练习说明:
把下面列表的每一行原样抄写一遍，一个字符也不要改动。

原始数据:

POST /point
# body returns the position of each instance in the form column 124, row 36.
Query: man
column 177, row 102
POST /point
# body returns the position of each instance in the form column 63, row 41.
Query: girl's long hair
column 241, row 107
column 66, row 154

书面解答:
POST /point
# body returns the position of each instance in the form column 124, row 36.
Query: man
column 177, row 102
POST /point
# body returns the position of each instance in the form column 63, row 41.
Query: girl's long hair
column 241, row 107
column 66, row 154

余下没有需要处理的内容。